-- Exercise brief --
Everything from the top of the data below through the line with "Mark every instance of the beige" should be duplicated exactly, and nothing past it.

-- Dataset entries follows --

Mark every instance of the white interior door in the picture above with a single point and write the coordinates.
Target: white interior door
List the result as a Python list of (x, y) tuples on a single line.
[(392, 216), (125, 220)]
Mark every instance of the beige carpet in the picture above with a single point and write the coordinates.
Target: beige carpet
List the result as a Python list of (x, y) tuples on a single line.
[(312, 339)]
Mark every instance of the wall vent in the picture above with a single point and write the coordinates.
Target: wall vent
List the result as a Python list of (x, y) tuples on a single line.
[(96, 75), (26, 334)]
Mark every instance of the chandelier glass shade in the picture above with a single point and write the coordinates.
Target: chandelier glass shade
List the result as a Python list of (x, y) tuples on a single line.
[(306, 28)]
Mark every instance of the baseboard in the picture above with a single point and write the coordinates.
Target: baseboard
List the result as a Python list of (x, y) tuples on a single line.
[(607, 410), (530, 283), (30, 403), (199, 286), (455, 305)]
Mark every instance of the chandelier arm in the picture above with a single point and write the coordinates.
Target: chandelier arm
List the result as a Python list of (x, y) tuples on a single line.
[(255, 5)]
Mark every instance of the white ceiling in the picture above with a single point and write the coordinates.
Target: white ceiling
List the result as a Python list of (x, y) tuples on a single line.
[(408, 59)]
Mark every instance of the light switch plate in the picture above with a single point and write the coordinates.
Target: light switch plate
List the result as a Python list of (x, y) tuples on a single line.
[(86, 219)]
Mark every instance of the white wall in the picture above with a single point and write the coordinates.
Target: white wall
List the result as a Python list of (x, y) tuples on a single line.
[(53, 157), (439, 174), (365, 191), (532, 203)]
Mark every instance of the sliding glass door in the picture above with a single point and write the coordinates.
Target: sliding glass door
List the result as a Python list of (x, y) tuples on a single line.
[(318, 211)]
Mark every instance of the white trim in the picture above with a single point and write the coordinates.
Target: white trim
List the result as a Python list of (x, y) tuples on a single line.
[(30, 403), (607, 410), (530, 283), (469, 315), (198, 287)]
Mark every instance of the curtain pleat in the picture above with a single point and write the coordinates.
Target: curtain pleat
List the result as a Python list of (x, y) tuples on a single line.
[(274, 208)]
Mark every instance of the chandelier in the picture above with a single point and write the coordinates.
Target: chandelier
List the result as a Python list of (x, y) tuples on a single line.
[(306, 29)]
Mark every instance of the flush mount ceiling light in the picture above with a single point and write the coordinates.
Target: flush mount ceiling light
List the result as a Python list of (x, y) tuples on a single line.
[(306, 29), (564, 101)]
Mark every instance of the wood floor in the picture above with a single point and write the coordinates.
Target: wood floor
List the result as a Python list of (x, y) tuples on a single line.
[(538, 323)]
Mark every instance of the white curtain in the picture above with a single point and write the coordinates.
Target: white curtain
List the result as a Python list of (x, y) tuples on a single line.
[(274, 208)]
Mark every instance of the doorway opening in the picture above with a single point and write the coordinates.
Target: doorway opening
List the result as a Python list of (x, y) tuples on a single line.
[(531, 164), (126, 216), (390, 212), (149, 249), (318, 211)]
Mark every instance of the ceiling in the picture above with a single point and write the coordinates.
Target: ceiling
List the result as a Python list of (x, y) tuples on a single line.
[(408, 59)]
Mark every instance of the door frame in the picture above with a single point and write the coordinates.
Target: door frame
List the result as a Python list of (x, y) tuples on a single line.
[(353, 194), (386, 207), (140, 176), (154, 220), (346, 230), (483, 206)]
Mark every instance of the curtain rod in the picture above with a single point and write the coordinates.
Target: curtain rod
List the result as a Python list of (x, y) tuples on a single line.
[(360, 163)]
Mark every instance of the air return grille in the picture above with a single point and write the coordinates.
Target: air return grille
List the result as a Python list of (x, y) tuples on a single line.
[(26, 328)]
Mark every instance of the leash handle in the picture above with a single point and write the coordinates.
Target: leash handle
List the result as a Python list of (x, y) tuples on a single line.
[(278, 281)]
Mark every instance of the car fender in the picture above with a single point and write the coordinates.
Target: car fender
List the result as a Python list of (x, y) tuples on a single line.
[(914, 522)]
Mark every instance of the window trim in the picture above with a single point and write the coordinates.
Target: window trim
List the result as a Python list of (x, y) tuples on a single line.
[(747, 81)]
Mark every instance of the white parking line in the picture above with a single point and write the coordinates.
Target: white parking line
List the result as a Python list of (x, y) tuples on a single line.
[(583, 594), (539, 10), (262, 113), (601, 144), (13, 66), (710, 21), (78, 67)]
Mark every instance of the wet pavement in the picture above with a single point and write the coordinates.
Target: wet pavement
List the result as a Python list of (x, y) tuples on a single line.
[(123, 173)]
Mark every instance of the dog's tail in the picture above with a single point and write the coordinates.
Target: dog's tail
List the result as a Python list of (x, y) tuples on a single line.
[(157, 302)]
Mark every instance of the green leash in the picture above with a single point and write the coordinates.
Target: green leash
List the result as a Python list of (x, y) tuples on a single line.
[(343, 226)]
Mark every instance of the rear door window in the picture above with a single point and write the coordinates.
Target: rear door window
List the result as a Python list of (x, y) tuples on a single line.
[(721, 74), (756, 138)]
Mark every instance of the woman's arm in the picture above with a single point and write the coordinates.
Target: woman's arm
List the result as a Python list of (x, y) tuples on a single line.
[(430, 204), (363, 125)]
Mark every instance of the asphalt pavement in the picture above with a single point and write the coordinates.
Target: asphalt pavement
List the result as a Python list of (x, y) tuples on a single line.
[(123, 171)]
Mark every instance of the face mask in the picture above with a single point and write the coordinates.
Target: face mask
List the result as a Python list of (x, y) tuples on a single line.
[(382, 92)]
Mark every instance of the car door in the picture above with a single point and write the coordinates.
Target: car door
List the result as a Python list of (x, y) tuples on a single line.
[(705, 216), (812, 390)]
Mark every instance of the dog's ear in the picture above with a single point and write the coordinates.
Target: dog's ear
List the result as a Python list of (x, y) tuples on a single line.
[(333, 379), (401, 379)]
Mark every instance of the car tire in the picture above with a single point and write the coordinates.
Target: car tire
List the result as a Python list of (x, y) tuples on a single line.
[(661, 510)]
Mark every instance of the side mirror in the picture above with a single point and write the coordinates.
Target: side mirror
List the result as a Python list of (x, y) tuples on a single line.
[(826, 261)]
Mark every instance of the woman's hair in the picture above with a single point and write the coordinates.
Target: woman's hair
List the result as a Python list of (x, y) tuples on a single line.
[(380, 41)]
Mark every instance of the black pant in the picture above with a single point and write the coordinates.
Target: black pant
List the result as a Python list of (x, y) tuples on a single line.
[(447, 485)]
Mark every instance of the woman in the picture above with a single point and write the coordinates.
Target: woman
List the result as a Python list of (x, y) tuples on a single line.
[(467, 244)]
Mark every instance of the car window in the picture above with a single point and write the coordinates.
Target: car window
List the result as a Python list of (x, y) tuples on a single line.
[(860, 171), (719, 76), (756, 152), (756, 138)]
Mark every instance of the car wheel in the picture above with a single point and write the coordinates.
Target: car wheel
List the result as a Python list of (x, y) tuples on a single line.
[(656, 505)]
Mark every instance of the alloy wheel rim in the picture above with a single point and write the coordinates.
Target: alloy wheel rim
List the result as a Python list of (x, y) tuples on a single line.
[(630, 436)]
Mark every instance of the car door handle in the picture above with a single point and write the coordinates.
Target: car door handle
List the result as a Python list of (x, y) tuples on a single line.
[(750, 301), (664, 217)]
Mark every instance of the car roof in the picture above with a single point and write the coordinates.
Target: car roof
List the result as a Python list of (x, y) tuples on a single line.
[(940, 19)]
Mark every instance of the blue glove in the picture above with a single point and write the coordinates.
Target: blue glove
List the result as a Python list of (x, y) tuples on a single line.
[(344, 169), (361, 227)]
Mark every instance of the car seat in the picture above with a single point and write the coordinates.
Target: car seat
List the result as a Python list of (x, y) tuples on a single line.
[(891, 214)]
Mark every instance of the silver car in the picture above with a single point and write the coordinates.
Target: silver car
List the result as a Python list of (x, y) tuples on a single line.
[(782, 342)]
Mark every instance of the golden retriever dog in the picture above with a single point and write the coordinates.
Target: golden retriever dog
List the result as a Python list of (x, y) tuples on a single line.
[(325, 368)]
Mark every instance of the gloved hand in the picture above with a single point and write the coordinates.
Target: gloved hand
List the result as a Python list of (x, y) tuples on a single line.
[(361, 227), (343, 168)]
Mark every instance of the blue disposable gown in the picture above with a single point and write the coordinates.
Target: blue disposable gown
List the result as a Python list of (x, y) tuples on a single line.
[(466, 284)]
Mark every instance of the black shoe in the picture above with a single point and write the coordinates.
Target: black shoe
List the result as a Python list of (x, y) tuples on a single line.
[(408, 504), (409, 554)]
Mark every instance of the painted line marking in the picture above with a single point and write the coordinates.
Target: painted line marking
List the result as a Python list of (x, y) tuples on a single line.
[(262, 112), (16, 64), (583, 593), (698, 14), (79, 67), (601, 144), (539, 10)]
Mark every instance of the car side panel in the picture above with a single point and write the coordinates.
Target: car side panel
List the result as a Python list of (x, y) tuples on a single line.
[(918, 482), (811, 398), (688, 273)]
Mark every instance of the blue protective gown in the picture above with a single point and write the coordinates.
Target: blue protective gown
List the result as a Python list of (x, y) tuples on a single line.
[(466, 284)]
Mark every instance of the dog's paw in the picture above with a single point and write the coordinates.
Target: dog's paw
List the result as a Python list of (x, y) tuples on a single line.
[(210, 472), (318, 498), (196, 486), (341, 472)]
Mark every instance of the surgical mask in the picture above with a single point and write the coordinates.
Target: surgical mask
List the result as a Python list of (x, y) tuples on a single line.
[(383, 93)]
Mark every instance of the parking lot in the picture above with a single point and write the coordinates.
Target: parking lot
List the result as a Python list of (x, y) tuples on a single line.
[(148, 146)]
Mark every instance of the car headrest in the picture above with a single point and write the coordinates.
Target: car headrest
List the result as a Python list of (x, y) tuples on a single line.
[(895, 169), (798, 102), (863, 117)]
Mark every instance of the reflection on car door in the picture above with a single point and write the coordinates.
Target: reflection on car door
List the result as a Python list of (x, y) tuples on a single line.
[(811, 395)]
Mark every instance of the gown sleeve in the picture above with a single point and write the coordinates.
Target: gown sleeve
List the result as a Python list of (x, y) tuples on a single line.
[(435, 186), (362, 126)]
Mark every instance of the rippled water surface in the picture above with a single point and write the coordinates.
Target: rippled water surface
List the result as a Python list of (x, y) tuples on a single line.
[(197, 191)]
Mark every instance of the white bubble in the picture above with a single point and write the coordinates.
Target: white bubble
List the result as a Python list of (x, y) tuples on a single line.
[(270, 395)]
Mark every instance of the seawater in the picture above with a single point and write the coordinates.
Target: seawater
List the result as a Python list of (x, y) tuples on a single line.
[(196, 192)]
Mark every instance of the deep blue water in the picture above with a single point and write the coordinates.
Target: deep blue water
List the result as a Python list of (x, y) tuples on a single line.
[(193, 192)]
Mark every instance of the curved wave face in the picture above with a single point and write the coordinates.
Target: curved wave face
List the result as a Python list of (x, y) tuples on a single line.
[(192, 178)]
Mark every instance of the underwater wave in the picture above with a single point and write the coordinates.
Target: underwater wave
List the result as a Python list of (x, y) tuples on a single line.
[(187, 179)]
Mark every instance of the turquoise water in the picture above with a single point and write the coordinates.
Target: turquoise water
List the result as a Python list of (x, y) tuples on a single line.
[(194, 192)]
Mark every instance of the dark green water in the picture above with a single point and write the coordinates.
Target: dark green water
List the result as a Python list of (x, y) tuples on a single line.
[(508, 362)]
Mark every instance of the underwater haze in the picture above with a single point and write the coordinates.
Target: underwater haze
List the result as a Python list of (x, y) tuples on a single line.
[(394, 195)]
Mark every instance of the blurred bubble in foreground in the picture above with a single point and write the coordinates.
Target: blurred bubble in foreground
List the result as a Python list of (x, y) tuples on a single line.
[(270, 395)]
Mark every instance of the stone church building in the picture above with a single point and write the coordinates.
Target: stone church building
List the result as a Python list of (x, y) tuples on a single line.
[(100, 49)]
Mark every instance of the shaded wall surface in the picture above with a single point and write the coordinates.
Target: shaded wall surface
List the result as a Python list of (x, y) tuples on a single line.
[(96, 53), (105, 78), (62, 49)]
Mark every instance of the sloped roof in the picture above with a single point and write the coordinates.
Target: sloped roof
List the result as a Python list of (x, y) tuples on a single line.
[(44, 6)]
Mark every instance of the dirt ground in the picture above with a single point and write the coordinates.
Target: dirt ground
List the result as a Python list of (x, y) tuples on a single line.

-- Dataset entries concluded --

-- Problem solution --
Mark every instance of the white interior door in the picture above with a single point and write the coordinates.
Target: white interior door
List the result as a Python list of (x, y) tuples on a single line.
[(392, 216), (125, 220)]
Mark every instance of the beige carpet in the picture above with a single point and write the coordinates.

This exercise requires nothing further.